### Work task
Down to the last line, write out the entries below exactly and omit all pictures.

### Information

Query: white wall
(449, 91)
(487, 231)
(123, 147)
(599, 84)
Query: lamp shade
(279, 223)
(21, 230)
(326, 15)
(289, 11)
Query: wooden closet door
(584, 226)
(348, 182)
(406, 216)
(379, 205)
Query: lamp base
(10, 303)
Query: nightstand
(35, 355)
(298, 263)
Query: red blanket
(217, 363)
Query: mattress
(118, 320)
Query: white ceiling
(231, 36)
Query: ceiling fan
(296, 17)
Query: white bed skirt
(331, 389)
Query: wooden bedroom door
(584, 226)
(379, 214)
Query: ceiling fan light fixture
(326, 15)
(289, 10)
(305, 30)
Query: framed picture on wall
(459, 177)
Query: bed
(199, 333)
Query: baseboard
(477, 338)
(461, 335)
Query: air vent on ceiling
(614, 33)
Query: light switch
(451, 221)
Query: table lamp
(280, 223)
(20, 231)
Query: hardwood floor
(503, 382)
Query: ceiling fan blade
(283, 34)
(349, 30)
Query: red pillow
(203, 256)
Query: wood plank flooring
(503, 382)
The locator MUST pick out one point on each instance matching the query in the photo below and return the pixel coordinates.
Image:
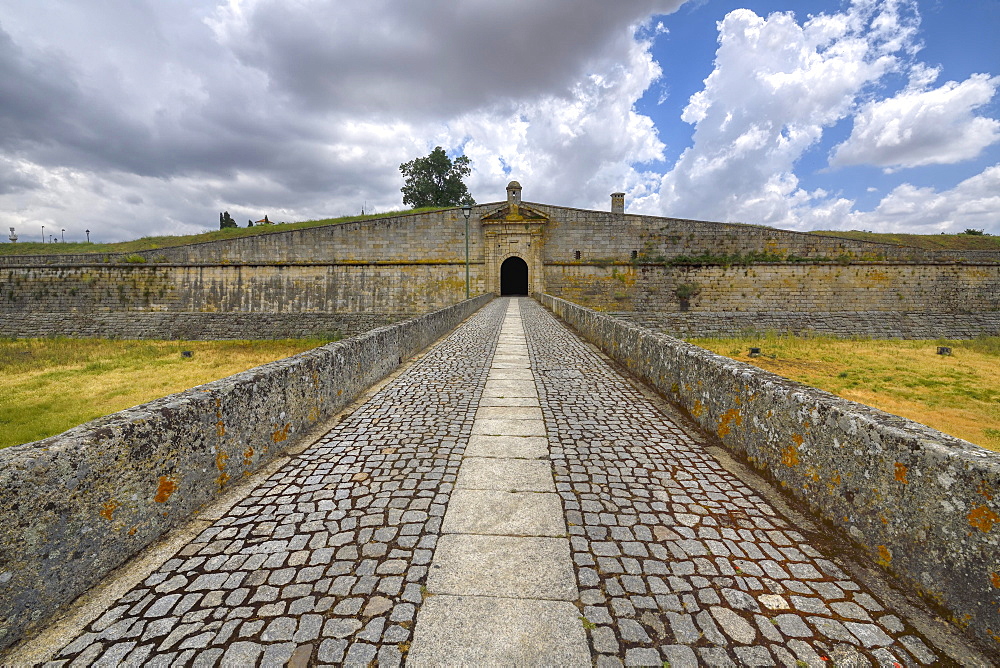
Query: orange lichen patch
(732, 415)
(983, 518)
(884, 555)
(790, 456)
(108, 510)
(167, 486)
(281, 433)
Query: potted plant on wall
(684, 292)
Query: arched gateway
(514, 276)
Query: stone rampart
(868, 324)
(924, 505)
(798, 287)
(75, 506)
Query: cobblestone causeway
(329, 560)
(325, 562)
(676, 559)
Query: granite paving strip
(502, 586)
(679, 561)
(326, 561)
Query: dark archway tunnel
(514, 277)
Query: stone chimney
(617, 202)
(514, 193)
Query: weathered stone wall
(870, 286)
(330, 288)
(192, 326)
(75, 506)
(873, 324)
(924, 505)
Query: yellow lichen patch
(790, 456)
(108, 510)
(983, 518)
(166, 487)
(884, 556)
(732, 415)
(281, 433)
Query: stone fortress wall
(407, 264)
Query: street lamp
(467, 211)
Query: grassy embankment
(50, 385)
(959, 395)
(154, 243)
(925, 241)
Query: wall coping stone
(73, 507)
(924, 505)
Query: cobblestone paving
(676, 559)
(325, 562)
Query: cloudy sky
(147, 117)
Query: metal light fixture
(467, 211)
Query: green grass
(925, 241)
(154, 243)
(50, 385)
(957, 394)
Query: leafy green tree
(436, 180)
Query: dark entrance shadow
(514, 277)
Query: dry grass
(959, 395)
(50, 385)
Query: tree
(436, 180)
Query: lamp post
(467, 211)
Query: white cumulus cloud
(923, 127)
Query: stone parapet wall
(799, 287)
(75, 506)
(194, 326)
(924, 505)
(311, 288)
(871, 324)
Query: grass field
(925, 241)
(28, 247)
(50, 385)
(959, 395)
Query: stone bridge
(510, 497)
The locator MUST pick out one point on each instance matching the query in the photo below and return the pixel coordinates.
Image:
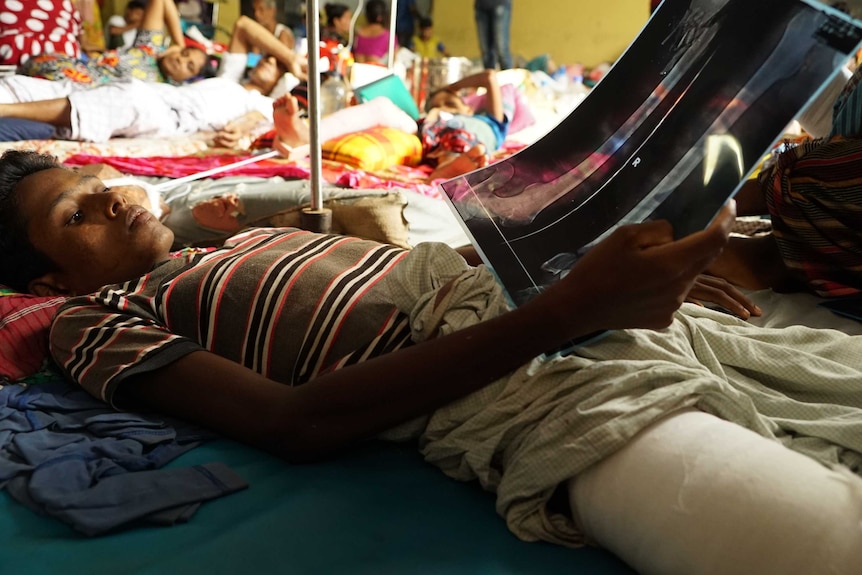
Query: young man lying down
(687, 441)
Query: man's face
(134, 16)
(95, 235)
(449, 102)
(181, 64)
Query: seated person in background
(405, 21)
(457, 138)
(146, 60)
(134, 108)
(812, 195)
(265, 12)
(57, 30)
(426, 44)
(338, 21)
(123, 28)
(347, 345)
(371, 42)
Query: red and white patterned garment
(32, 27)
(286, 303)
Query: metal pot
(429, 75)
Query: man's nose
(114, 203)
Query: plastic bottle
(333, 94)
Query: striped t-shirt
(288, 304)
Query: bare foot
(291, 130)
(472, 159)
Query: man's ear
(50, 284)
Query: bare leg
(752, 263)
(456, 164)
(249, 35)
(292, 131)
(57, 112)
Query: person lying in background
(123, 28)
(347, 343)
(266, 14)
(149, 59)
(134, 108)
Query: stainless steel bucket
(428, 75)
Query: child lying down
(686, 441)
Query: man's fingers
(700, 248)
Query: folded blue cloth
(65, 454)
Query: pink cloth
(32, 27)
(374, 46)
(338, 174)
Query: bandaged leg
(695, 494)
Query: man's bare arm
(636, 278)
(486, 79)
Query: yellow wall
(585, 31)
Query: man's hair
(20, 262)
(376, 12)
(208, 70)
(334, 10)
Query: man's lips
(136, 216)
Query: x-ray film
(671, 132)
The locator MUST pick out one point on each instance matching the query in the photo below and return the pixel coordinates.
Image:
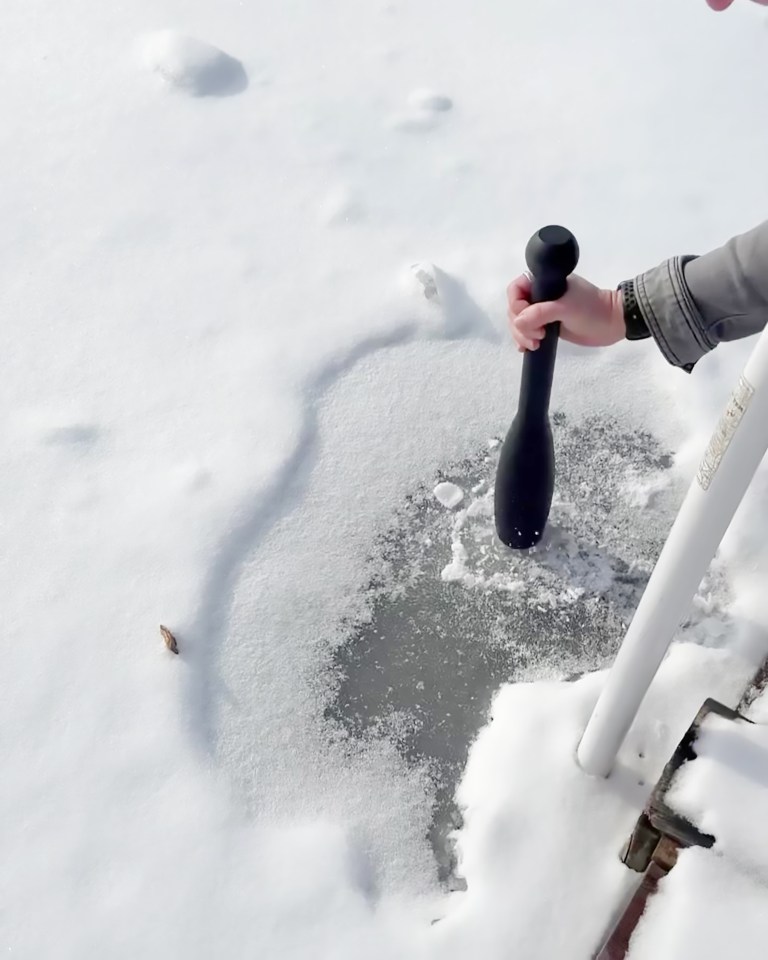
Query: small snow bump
(429, 101)
(424, 274)
(448, 494)
(193, 66)
(341, 207)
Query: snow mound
(193, 66)
(429, 101)
(449, 494)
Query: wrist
(616, 329)
(635, 327)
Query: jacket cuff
(671, 315)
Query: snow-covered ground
(222, 378)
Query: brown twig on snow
(170, 640)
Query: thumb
(534, 318)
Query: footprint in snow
(194, 67)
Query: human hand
(588, 316)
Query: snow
(706, 908)
(723, 793)
(449, 494)
(523, 772)
(221, 377)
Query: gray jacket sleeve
(690, 304)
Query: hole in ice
(451, 614)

### Task answer
Query: white wall
(449, 91)
(487, 231)
(123, 147)
(599, 84)
Query: lamp shade
(279, 223)
(21, 230)
(326, 15)
(289, 11)
Query: wooden closet door
(584, 226)
(348, 182)
(406, 216)
(379, 205)
Query: lamp base
(10, 303)
Query: nightstand
(35, 355)
(298, 263)
Query: red blanket
(217, 363)
Query: mattress
(118, 320)
Query: white ceiling
(231, 36)
Query: ceiling fan
(296, 17)
Query: white bed skirt
(331, 389)
Query: wooden bedroom door
(584, 226)
(379, 214)
Query: ceiling fan light fixture
(326, 15)
(289, 10)
(305, 30)
Query: framed picture on wall
(459, 177)
Query: bed
(199, 333)
Query: baseboard
(477, 338)
(461, 335)
Query: air vent on ceiling
(614, 33)
Query: light switch
(451, 221)
Query: table lamp
(280, 223)
(20, 231)
Query: hardwood floor
(503, 382)
Query: ceiling fan blade
(283, 34)
(349, 30)
Query: red pillow
(203, 256)
Query: wood plank flooring
(503, 382)
The locator MUST pick out one point on each instance matching the query in the photo below and return the pixel coordinates.
Image:
Query: orange lichen patch
(732, 415)
(983, 518)
(884, 555)
(790, 456)
(108, 510)
(167, 486)
(281, 433)
Query: potted plant on wall
(684, 292)
Query: arched gateway
(514, 276)
Query: stone rampart
(868, 324)
(924, 505)
(798, 287)
(75, 506)
Query: cobblestone causeway
(329, 560)
(325, 562)
(676, 559)
Query: granite paving strip
(502, 586)
(679, 561)
(326, 561)
Query: dark archway tunnel
(514, 277)
Query: stone chimney
(617, 202)
(514, 193)
Query: weathered stone wall
(870, 286)
(330, 288)
(192, 326)
(75, 506)
(873, 324)
(924, 505)
Query: yellow lichen patch
(790, 456)
(108, 510)
(983, 518)
(166, 487)
(884, 556)
(732, 415)
(281, 433)
Query: stone fortress wall
(407, 264)
Query: street lamp
(467, 211)
Query: grassy embankment
(50, 385)
(959, 395)
(154, 243)
(925, 241)
Query: wall coping stone
(73, 507)
(924, 505)
Query: cobblestone paving
(676, 559)
(325, 562)
Query: cloudy sky
(147, 117)
Query: metal light fixture
(467, 211)
Query: green grass
(925, 241)
(154, 243)
(50, 385)
(957, 394)
Query: leafy green tree
(436, 180)
Query: dark entrance shadow
(514, 277)
Query: dry grass
(959, 395)
(50, 385)
Query: tree
(436, 180)
Query: lamp post
(467, 211)
Query: white cumulus cloud
(923, 127)
Query: stone parapet wall
(799, 287)
(75, 506)
(194, 326)
(924, 505)
(311, 288)
(871, 324)
Query: grass field
(925, 241)
(28, 247)
(50, 385)
(959, 395)
Query: stone bridge
(510, 497)
The locator MUST pick out one point on each instance matching the query in the photo below and return the pixel coordinates.
Image:
Query: young man lying down
(687, 441)
Query: man's face
(134, 16)
(95, 235)
(449, 102)
(181, 64)
Query: seated person in background
(405, 21)
(457, 138)
(146, 60)
(134, 108)
(812, 195)
(265, 12)
(57, 30)
(426, 44)
(338, 21)
(123, 28)
(347, 345)
(371, 42)
Query: red and white patterned garment
(32, 27)
(286, 303)
Query: metal pot
(429, 75)
Query: man's nose
(114, 203)
Query: plastic bottle
(333, 94)
Query: striped t-shirt
(288, 304)
Query: bare foot
(291, 130)
(472, 159)
Query: man's ear
(50, 284)
Query: bare leg
(752, 263)
(456, 164)
(249, 35)
(292, 131)
(57, 112)
Query: person lying in background
(123, 28)
(347, 343)
(266, 14)
(149, 59)
(134, 108)
Query: stainless steel bucket
(428, 75)
Query: child lying down
(686, 441)
Query: man's fingers
(700, 248)
Query: folded blue cloth
(65, 454)
Query: pink cloth
(32, 27)
(374, 46)
(338, 174)
Query: bandaged leg
(695, 494)
Query: man's bare arm
(636, 278)
(486, 79)
Query: yellow wall
(585, 31)
Query: man's hair
(20, 262)
(376, 12)
(208, 70)
(334, 10)
Query: man's lips
(136, 216)
Query: x-ray film
(671, 132)
The locator MUST pick out one point on each instance matching the query in the photo below and return the pixel coordinates.
Image:
Query: small snow bump
(429, 101)
(424, 274)
(448, 494)
(193, 66)
(341, 207)
Query: snow mound
(193, 66)
(429, 101)
(449, 494)
Query: wrist
(616, 329)
(635, 327)
Query: jacket cuff
(671, 315)
Query: snow-covered ground
(222, 378)
Query: brown twig on snow
(170, 640)
Query: thumb
(534, 318)
Query: footprint in snow
(194, 67)
Query: human hand
(588, 316)
Query: snow
(706, 908)
(723, 793)
(449, 494)
(523, 772)
(221, 377)
Query: gray jacket sleeve
(690, 304)
Query: hole in ice
(451, 614)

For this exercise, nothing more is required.